GIVEN TEXT.
I found a weary Hubs at the gate, a little earlier than we agreed – but I had to go out and buy a sugary drink and some water. Man, I was so thirsty and my energy was used up. I drank a huge sized coke, something I rarely ever drink – and loved every bit of it. We were on board our 3.30pm Vistadome train to Cuzco – both agreeing to order room service and watch a movie in a our room. We were knackered, well and truly spent.
We had changed hotels in Cuzco to one that was 4-star, yet cheaper, and 100 times nicer. Just what the doctor had ordered.
Back in Cuzco
Cuzco is an ok city – clean enough with a pretty main square, but for some reason, it just wasn’t doing it for me. We had to wait two more days in Cuzco to catch the luxury train to Puno on the edge of Lake Titicaca in the south of Peru, and I was over Cuzco. I spent a lot of time having siestas, and hanging in the hotel.

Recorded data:
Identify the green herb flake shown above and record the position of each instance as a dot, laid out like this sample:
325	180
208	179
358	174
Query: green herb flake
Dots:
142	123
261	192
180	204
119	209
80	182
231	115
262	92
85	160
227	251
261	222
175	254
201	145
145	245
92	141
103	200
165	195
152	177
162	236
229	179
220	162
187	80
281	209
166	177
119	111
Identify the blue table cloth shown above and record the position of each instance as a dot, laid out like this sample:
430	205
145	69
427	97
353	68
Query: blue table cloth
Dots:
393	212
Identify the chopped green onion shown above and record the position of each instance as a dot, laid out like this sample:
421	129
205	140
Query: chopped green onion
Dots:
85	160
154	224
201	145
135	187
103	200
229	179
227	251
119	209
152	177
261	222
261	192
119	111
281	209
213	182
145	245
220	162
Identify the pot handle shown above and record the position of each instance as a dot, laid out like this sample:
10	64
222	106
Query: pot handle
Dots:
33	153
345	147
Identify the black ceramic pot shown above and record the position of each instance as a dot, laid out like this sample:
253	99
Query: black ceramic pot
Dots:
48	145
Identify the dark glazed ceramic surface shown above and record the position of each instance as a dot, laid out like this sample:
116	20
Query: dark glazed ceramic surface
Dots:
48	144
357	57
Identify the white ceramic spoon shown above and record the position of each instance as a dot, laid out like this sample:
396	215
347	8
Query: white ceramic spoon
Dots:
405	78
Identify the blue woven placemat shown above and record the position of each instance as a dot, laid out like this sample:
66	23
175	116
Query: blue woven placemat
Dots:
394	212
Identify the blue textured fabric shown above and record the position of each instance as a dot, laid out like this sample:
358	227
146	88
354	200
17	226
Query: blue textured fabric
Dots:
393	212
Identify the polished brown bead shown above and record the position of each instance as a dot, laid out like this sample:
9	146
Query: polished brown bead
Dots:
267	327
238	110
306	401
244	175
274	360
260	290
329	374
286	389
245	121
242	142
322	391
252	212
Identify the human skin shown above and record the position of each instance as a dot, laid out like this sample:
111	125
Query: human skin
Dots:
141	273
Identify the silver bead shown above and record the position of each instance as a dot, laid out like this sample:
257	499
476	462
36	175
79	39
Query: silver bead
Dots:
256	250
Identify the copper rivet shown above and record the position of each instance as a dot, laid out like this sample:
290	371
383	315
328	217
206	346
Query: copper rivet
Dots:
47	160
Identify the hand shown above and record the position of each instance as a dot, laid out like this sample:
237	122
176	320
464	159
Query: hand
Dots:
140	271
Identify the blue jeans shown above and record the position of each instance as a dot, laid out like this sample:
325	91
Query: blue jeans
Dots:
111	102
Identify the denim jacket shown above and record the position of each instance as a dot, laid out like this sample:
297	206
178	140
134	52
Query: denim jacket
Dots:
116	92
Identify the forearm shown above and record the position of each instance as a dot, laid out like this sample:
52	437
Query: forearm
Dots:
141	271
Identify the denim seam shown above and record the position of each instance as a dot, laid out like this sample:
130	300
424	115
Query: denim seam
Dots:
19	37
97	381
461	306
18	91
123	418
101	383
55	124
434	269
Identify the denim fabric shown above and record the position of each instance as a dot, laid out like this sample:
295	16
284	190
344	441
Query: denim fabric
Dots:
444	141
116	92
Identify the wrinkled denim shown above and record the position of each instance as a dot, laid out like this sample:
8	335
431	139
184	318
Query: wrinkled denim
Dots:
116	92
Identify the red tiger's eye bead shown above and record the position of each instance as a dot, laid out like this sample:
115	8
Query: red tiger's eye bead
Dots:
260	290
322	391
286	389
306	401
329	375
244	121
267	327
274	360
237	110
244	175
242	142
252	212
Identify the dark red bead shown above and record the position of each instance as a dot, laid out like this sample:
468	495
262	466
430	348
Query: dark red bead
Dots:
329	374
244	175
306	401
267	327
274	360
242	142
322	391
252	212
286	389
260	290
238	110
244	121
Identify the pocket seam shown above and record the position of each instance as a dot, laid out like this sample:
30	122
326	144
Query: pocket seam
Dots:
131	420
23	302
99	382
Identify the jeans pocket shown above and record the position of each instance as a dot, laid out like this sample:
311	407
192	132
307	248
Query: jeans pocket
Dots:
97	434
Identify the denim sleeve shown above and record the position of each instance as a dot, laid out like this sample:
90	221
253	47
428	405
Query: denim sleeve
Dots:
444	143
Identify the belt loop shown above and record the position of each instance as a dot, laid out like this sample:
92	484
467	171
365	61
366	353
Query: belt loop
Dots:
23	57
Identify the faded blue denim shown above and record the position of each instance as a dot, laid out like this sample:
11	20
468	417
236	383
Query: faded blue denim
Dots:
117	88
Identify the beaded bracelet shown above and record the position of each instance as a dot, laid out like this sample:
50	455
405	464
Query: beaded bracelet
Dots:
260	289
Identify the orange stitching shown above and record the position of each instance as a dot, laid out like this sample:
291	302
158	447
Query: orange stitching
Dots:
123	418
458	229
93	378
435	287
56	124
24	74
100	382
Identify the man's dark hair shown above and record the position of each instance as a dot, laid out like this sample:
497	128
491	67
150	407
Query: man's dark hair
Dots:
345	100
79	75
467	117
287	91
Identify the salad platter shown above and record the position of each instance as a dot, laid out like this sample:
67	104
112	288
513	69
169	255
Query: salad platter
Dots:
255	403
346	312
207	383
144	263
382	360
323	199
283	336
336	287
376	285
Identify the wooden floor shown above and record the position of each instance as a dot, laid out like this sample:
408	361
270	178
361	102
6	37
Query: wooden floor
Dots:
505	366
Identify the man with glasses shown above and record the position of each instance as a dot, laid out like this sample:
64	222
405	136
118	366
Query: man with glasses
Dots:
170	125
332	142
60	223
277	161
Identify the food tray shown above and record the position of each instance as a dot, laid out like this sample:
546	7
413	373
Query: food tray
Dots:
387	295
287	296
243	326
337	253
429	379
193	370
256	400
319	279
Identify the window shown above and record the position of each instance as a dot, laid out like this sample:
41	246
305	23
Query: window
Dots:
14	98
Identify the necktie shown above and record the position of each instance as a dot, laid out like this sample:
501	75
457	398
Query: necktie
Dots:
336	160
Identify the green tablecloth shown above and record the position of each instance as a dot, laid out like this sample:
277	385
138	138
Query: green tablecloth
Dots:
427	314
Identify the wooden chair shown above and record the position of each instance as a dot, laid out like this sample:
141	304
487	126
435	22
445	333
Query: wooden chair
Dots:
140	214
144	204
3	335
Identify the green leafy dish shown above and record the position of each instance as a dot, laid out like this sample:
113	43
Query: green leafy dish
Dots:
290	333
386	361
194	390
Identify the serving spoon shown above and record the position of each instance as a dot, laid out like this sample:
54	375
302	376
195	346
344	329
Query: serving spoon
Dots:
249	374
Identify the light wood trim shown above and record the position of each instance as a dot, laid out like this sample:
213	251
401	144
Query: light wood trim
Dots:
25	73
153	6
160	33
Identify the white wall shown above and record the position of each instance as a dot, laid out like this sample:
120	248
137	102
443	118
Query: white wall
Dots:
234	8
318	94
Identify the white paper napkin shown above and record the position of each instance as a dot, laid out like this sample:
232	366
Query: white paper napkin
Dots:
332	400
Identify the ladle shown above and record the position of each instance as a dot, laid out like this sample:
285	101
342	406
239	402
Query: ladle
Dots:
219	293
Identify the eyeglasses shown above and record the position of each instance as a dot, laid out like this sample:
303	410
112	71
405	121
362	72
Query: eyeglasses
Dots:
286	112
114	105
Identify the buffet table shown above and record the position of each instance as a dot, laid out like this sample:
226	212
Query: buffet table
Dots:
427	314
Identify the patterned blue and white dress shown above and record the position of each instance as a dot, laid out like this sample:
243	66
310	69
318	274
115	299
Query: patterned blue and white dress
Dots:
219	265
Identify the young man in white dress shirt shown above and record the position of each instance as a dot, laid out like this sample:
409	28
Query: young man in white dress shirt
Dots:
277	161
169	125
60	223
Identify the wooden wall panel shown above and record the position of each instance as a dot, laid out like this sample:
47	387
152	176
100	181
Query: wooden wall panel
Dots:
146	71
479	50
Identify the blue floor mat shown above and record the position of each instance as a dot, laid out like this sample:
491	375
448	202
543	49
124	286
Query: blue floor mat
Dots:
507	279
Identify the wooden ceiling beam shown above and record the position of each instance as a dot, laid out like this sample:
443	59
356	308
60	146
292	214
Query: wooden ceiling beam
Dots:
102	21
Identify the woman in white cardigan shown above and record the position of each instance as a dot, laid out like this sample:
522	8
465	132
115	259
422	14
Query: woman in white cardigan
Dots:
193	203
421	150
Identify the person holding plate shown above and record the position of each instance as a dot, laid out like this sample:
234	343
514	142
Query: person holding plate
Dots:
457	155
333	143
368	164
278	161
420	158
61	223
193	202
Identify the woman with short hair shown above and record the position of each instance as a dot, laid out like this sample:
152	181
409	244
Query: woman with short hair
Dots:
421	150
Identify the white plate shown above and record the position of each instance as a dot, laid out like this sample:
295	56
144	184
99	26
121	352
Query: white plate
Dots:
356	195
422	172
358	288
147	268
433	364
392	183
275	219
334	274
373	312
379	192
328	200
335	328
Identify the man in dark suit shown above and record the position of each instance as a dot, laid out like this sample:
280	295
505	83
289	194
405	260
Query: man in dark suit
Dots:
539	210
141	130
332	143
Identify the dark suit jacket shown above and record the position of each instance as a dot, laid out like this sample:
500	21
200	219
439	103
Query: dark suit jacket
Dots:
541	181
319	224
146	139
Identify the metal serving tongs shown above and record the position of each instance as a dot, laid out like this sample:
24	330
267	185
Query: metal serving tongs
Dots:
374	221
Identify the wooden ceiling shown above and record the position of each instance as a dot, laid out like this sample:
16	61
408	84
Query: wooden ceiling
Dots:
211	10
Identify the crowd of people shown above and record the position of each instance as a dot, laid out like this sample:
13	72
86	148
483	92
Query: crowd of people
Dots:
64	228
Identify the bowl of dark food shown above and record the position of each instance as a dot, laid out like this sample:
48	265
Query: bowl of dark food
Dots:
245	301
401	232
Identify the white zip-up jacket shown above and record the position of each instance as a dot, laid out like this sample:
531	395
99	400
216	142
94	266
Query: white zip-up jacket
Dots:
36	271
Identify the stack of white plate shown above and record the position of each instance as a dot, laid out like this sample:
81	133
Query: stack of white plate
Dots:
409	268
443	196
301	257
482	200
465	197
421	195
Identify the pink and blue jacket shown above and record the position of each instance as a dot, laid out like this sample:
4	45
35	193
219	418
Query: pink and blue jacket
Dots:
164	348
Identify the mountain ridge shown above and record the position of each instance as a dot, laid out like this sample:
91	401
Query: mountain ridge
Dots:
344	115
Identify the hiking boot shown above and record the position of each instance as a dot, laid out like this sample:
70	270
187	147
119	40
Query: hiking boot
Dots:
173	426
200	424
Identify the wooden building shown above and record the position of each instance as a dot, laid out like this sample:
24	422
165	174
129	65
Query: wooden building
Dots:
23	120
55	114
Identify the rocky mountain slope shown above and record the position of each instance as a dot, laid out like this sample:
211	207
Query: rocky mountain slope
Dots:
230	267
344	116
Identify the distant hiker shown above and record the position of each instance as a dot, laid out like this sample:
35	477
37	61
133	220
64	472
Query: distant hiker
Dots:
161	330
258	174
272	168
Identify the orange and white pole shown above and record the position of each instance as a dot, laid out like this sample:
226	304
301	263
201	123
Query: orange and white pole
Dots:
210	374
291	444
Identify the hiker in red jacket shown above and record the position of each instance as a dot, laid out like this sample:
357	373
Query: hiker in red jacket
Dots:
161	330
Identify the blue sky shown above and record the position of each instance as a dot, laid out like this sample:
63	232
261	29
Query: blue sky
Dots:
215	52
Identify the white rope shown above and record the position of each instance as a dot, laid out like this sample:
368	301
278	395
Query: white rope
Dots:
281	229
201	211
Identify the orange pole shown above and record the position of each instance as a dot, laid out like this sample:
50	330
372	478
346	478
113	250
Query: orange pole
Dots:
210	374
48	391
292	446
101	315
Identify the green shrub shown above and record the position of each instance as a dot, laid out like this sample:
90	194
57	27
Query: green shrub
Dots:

REQUIRED ACTIONS.
1. For the travel account about Cuzco, decide whether each statement agrees with it: (a) the writer drank a large coke, something rarely drunk; (b) the new hotel in Cuzco cost more than the earlier one; (c) the train to Puno left after two more days in Cuzco. Answer yes or no for each, quoting the deciding words.
2. Write the next part of the travel account about Cuzco, picking up after its last sentence.

ANSWERS TO THE PROBLEMS.
1.
(a) Yes: "I drank a huge sized coke, something I rarely ever drink"
(b) No: "one that was 4-star, yet cheaper, and 100 times nicer"
(c) Yes: "We had to wait two more days in Cuzco to catch the luxury train to Puno"

2.
Hubs and I did take advantage of being in a nice hotel with a day spa and both had hour long massages on our last day there. They cost a bomb in Peruvian terms, but not that much really – $60 each for an hour of sheer bliss. It felt so nice and I was so relaxed afterwards.
Rather than trudging up the hill to Plaza de Armas and getting trapped eating in a below par place, we looked up the trusty Lonely Planet and took a taxi to their foodie pick, Los Perros – a bar and restaurant serving awesome food and run by an Australian. I had one of the best hamburgers I’ve ever had, with homemade mango chutney and mustard mayonnaise. Nothing short of sensational. Hubs had a seasoned grilled chicken and sweet potato dish that she raved and raved about too. How SATISFYING. Massaged and well fed. That was the best day and experience I’d had in Cuzco in five days. Still, I was happy to be leaving the next day.
Next stop, Puno and Lake Titicaca.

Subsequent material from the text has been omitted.